* **SUPPLIED TEXT**
A Brief History of Peace Corps and VSO Nigeria
The following articles describe FON's relationship with VSO (Volunteer Service Overseas) until 2015 when VSO went dark on us and we found other organizations to support in Nigeria. The first article offers an overview of Peace Corps and VSO in Nigeria.
FON HELPS VSO KEEP VOLUNTEERISM
ALIVE IN NIGERIA
How does a North American-based nonprofit such as Friends of Nigeria (FON) keep in touch with development needs of an African nation so we can provide the “on the ground” assistance we’re passionate about?
FON was founded by Returned Peace Corps Volunteers Cathy Onyemelukwe, Nigeria 4, and Peter Hansen, Nigeria 27, but Peace Corps has been all but missing from Nigeria since not long after the Biafran War of 1967. Fortunately, grassroots development is alive and thriving in Nigeria thanks to VSO, a non-governmental agency based in Britain that receives some, but dwindling, government support.The rest of VSO’s funding is raised from the public, corporations — and organizations such as FON. Since 1958, VSO International, formerly known as Voluntary Service, has deployed well over 200,000 volunteers to more than 25 countries including Nigeria, often under conditions that have prompted other service organizations to suspend or withdraw operations. While volunteers in both Peace Corps and VSO 50 years ago were largely young people from the United States or Britain, VSO International volunteers are now of all ages and may come from countries such as Ireland, The Netherlands, Germany or, of course, the UK itself. Or they may, just as likely, come from emerging nations such as the Philippines, Kenya, Uganda or India. Known as lateral volunteerism, this flow of expertise among a variety of countries is helping to tear down the last potential stigmas of colonialism. VSO Volunteers are currently staffing schools, local agricultural and health organizations and more, returning home with new skills, new ideas, and new enthusiasm. Importantly, VSO and VSO Volunteers became a vehicle for FON to to provide continued financial support in a meaningful, purposeful and directed way.

* **ENTRIES**
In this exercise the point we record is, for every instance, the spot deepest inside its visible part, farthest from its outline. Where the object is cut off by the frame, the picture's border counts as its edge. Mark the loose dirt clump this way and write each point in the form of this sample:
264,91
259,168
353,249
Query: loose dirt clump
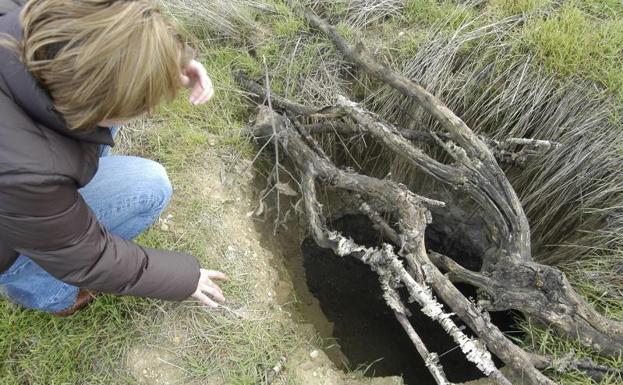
183,342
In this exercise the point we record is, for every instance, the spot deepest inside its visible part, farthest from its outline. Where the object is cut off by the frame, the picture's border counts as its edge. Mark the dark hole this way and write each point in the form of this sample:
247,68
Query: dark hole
366,330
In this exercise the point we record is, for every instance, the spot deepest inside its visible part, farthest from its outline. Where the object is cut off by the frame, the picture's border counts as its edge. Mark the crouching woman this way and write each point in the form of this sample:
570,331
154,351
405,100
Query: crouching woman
70,72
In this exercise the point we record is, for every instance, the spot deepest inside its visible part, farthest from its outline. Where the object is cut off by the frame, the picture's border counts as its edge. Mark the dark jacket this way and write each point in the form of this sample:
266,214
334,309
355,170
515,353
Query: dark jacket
42,215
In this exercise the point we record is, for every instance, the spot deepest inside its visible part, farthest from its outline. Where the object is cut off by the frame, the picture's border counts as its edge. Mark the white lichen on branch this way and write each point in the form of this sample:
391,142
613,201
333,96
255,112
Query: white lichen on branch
387,264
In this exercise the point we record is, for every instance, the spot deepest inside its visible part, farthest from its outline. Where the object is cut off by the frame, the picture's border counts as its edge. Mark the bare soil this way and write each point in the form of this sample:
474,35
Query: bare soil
229,184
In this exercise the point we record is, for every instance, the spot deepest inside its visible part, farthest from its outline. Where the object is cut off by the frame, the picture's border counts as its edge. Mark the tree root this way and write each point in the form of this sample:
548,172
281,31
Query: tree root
508,279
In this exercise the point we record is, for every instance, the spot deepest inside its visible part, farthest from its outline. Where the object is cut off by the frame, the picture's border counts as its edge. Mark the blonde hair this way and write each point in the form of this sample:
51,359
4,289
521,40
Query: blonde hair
102,59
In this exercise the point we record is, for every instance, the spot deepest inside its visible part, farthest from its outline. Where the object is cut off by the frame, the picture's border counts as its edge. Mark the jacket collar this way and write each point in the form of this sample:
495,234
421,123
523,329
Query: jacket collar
27,93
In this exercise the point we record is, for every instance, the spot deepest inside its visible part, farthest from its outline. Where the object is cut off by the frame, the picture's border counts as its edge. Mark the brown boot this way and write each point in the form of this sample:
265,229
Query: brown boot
84,298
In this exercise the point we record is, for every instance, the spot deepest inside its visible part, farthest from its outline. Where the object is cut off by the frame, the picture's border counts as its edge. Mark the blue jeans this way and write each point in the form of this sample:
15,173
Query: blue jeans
121,196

* **REQUIREMENT**
In the history of Peace Corps and VSO Nigeria, rewrite everything from "FON HELPS VSO" down to "we’re passionate about?", changing "nonprofit" to "charity". Ignore the material for this work.

* **ANSWER FOR THE TASK**
FON HELPS VSO KEEP VOLUNTEERISM
ALIVE IN NIGERIA
How does a North American-based charity such as Friends of Nigeria (FON) keep in touch with development needs of an African nation so we can provide the “on the ground” assistance we’re passionate about?